_Your objective_
Please keep pictures out of the copy, and print exactly the lines from the one containing "Target: black burqa" through the end of the records.

_Data supplied_
***
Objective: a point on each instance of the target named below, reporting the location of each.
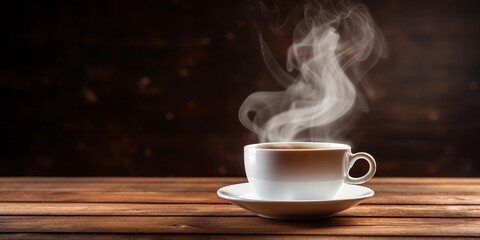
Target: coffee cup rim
(330, 145)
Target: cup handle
(371, 171)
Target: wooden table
(188, 208)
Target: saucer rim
(370, 194)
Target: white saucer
(243, 196)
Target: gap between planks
(455, 227)
(118, 209)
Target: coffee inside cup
(294, 147)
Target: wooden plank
(244, 225)
(209, 186)
(121, 209)
(67, 236)
(226, 180)
(211, 197)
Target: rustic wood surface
(188, 208)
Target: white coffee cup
(302, 170)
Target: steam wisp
(333, 47)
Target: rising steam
(333, 47)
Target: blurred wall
(152, 88)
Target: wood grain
(106, 186)
(243, 225)
(122, 208)
(108, 209)
(67, 236)
(211, 197)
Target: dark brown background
(152, 88)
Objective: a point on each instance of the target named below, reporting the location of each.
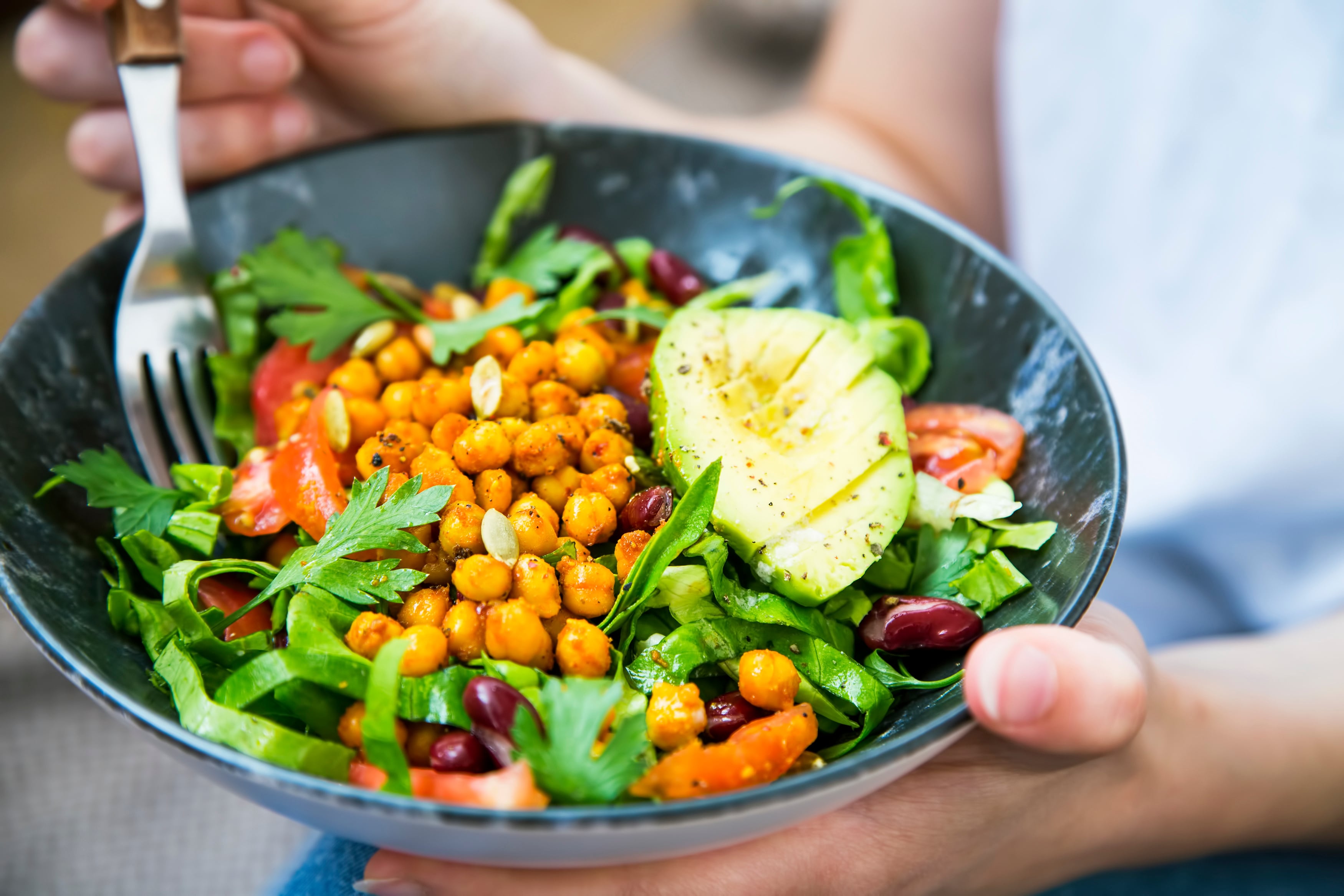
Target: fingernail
(390, 887)
(266, 62)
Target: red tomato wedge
(508, 788)
(994, 431)
(226, 593)
(306, 476)
(277, 374)
(252, 507)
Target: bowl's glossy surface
(416, 205)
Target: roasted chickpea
(424, 608)
(675, 715)
(537, 586)
(589, 518)
(586, 589)
(400, 361)
(358, 378)
(584, 651)
(604, 448)
(600, 410)
(465, 629)
(460, 530)
(482, 578)
(550, 398)
(482, 447)
(628, 550)
(370, 632)
(514, 632)
(768, 680)
(615, 481)
(534, 364)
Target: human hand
(1027, 800)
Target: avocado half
(816, 469)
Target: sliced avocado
(816, 472)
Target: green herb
(562, 759)
(525, 195)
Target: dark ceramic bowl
(417, 205)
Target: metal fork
(167, 320)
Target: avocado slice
(816, 470)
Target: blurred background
(86, 804)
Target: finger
(66, 57)
(217, 140)
(1068, 691)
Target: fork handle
(146, 31)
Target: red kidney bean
(457, 751)
(729, 712)
(674, 277)
(920, 624)
(648, 510)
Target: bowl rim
(795, 788)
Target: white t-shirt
(1175, 181)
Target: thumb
(1058, 690)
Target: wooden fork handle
(146, 31)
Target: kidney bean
(729, 712)
(648, 510)
(457, 751)
(674, 277)
(920, 624)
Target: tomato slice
(228, 594)
(994, 431)
(306, 476)
(279, 371)
(252, 507)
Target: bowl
(417, 205)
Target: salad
(583, 531)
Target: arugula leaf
(562, 759)
(295, 273)
(525, 195)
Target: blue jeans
(331, 866)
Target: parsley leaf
(295, 273)
(564, 761)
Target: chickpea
(602, 448)
(465, 629)
(584, 651)
(551, 398)
(675, 715)
(436, 398)
(589, 518)
(398, 399)
(358, 378)
(628, 550)
(586, 589)
(351, 727)
(460, 530)
(533, 364)
(615, 481)
(448, 429)
(482, 578)
(370, 632)
(400, 361)
(482, 447)
(535, 534)
(540, 450)
(537, 586)
(599, 410)
(514, 632)
(768, 680)
(578, 364)
(424, 608)
(427, 652)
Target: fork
(166, 320)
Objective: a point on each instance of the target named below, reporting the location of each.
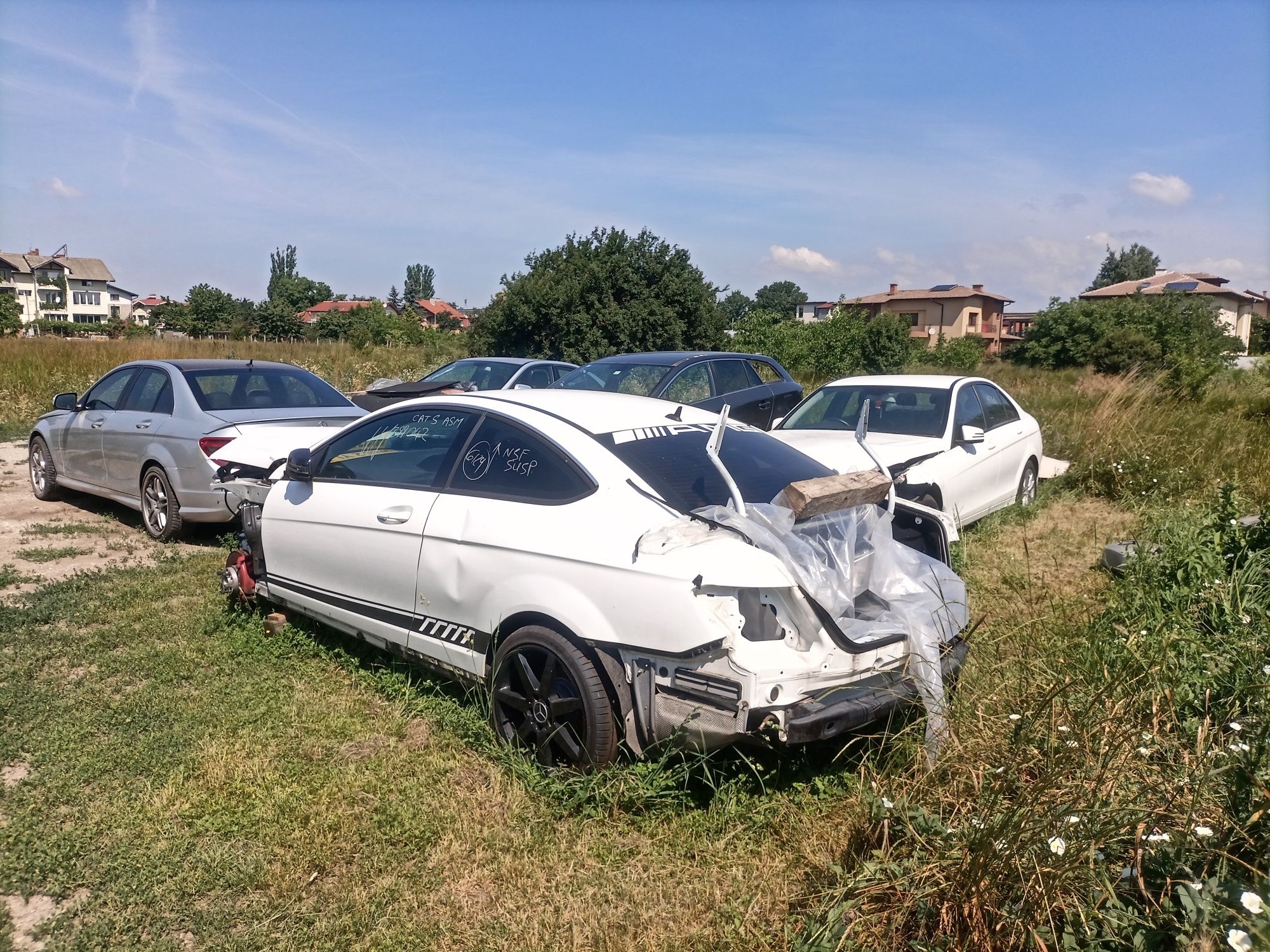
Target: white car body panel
(973, 479)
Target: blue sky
(843, 147)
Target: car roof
(937, 381)
(591, 411)
(669, 359)
(220, 365)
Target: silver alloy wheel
(154, 505)
(1028, 492)
(39, 470)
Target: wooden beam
(827, 494)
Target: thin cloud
(1168, 190)
(58, 188)
(803, 260)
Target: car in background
(147, 433)
(756, 388)
(959, 445)
(469, 375)
(540, 543)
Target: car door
(970, 473)
(1006, 436)
(737, 385)
(500, 517)
(345, 545)
(82, 439)
(145, 412)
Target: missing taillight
(210, 445)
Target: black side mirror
(298, 466)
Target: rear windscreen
(262, 388)
(672, 461)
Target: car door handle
(396, 516)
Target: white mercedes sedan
(572, 552)
(959, 445)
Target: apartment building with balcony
(59, 288)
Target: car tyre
(44, 473)
(1027, 494)
(549, 696)
(161, 511)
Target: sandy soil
(112, 535)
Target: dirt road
(44, 543)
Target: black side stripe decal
(427, 626)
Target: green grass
(50, 554)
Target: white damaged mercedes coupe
(612, 567)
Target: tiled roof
(1156, 285)
(926, 295)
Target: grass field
(189, 783)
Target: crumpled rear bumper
(862, 703)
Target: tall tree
(1140, 262)
(780, 296)
(601, 294)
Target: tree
(603, 294)
(782, 296)
(209, 310)
(11, 315)
(420, 282)
(736, 307)
(1140, 262)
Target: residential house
(811, 312)
(312, 314)
(944, 312)
(1235, 309)
(58, 288)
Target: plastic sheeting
(850, 563)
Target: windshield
(914, 412)
(617, 378)
(672, 460)
(487, 375)
(262, 388)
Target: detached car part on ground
(147, 435)
(606, 568)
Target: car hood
(840, 450)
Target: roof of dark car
(669, 359)
(222, 365)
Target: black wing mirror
(298, 466)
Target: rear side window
(996, 407)
(152, 394)
(766, 373)
(502, 460)
(109, 393)
(672, 460)
(262, 388)
(408, 449)
(732, 376)
(692, 387)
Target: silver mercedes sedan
(147, 433)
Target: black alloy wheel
(548, 695)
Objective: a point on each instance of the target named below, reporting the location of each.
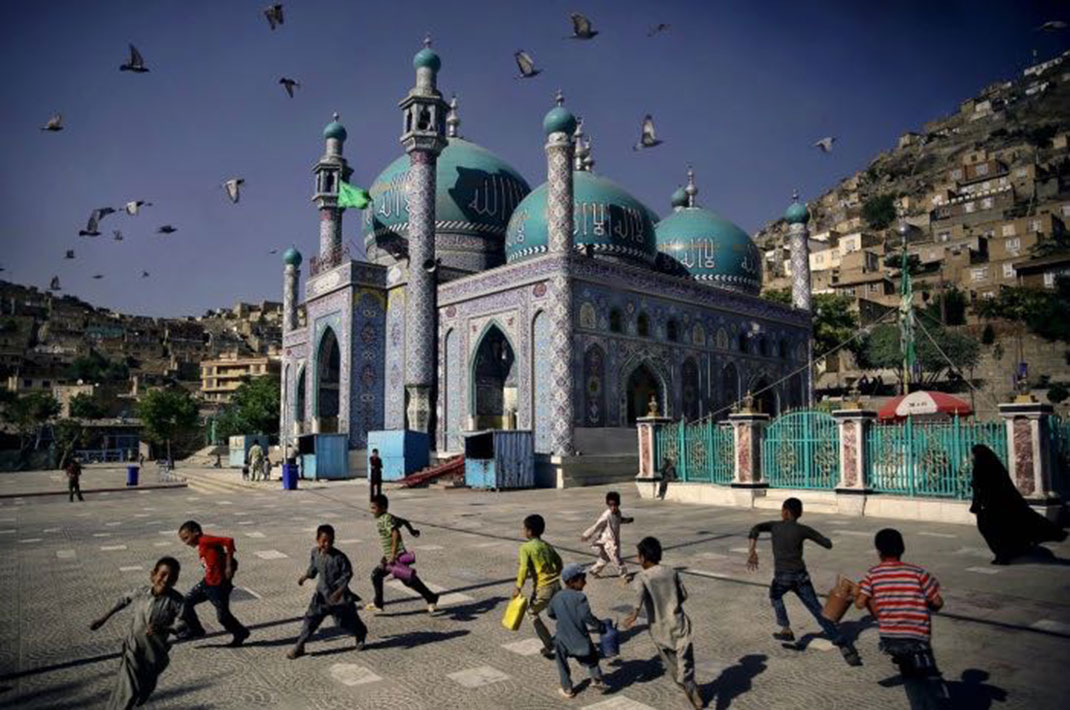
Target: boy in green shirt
(543, 562)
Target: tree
(167, 414)
(880, 211)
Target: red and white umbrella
(923, 403)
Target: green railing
(801, 450)
(929, 459)
(701, 451)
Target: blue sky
(740, 90)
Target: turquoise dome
(475, 194)
(427, 59)
(711, 248)
(559, 119)
(291, 257)
(797, 214)
(606, 217)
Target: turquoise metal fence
(801, 450)
(929, 459)
(701, 451)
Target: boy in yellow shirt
(539, 560)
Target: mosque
(568, 309)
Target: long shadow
(734, 681)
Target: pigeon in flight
(646, 138)
(136, 62)
(526, 64)
(135, 206)
(825, 144)
(91, 227)
(581, 28)
(274, 14)
(289, 85)
(233, 188)
(55, 123)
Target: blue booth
(240, 448)
(500, 459)
(323, 456)
(403, 451)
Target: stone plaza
(1002, 641)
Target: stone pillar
(1028, 454)
(421, 291)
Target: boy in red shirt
(217, 558)
(901, 597)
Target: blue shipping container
(403, 451)
(500, 459)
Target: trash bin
(289, 477)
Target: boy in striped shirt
(902, 596)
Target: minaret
(424, 138)
(560, 125)
(331, 169)
(797, 216)
(291, 274)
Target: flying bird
(289, 85)
(136, 62)
(135, 206)
(825, 143)
(526, 64)
(581, 28)
(233, 188)
(646, 137)
(55, 123)
(91, 227)
(274, 14)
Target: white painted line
(477, 677)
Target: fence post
(853, 488)
(1028, 458)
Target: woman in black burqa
(1004, 519)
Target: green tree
(167, 414)
(880, 211)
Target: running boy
(660, 591)
(608, 541)
(570, 610)
(146, 649)
(902, 597)
(540, 561)
(332, 571)
(790, 573)
(217, 558)
(390, 539)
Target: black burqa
(1004, 519)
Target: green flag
(352, 197)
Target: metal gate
(801, 450)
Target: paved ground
(1005, 637)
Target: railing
(929, 459)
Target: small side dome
(559, 119)
(291, 257)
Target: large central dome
(475, 195)
(606, 217)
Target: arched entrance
(642, 385)
(494, 382)
(329, 380)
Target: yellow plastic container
(515, 613)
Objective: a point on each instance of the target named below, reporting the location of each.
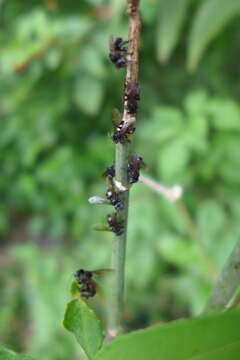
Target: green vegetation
(58, 90)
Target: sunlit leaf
(209, 20)
(84, 324)
(211, 337)
(11, 355)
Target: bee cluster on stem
(122, 131)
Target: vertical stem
(121, 176)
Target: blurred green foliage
(58, 89)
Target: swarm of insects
(135, 163)
(131, 97)
(114, 224)
(118, 52)
(111, 193)
(109, 172)
(86, 285)
(113, 196)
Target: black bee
(121, 129)
(111, 193)
(87, 287)
(135, 163)
(113, 196)
(114, 225)
(118, 52)
(131, 97)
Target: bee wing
(116, 118)
(110, 42)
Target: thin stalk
(121, 176)
(227, 282)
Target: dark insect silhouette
(131, 97)
(114, 224)
(121, 129)
(118, 52)
(86, 285)
(135, 163)
(113, 196)
(110, 172)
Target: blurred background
(58, 89)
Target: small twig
(227, 282)
(174, 195)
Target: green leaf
(84, 324)
(209, 20)
(171, 17)
(210, 337)
(89, 94)
(210, 221)
(11, 355)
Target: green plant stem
(227, 282)
(121, 178)
(119, 244)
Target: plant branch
(227, 282)
(121, 176)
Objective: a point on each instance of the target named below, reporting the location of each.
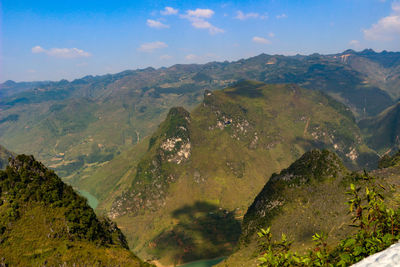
***
_Your response_
Target: black burqa
(1004, 519)
Target: green flag
(352, 197)
Target: metal gate
(801, 450)
Target: paved ground
(1005, 637)
Target: railing
(929, 459)
Target: small side dome
(559, 119)
(291, 257)
Target: large central dome
(475, 195)
(606, 217)
Target: arched entrance
(642, 385)
(494, 382)
(329, 380)
Target: yellow plastic container
(515, 613)
Objective: a point on each instance of the target named below, reporting the location of each.
Target: green vegetation
(58, 90)
Target: sunlit leaf
(209, 20)
(84, 324)
(211, 337)
(11, 355)
Target: bee cluster on stem
(122, 131)
Target: vertical stem
(121, 176)
Target: blurred green foliage
(58, 89)
Target: swarm of insects
(135, 163)
(131, 97)
(114, 224)
(118, 52)
(111, 193)
(109, 172)
(86, 285)
(113, 196)
Target: black bee
(121, 129)
(111, 193)
(87, 287)
(135, 163)
(113, 196)
(114, 225)
(118, 52)
(131, 97)
Target: bee wing
(116, 118)
(110, 42)
Target: thin stalk
(121, 176)
(227, 282)
Target: dark insect silhouette
(131, 97)
(114, 224)
(121, 129)
(118, 52)
(86, 285)
(135, 163)
(113, 196)
(110, 172)
Target: blurred background
(58, 89)
Target: small twig
(227, 282)
(174, 195)
Target: green leaf
(84, 324)
(209, 20)
(171, 17)
(210, 337)
(89, 94)
(210, 221)
(11, 355)
Target: green plant stem
(227, 282)
(121, 178)
(119, 244)
Target: plant branch
(227, 282)
(121, 176)
Objective: a point on each instance of the target named below, reporting the location of each.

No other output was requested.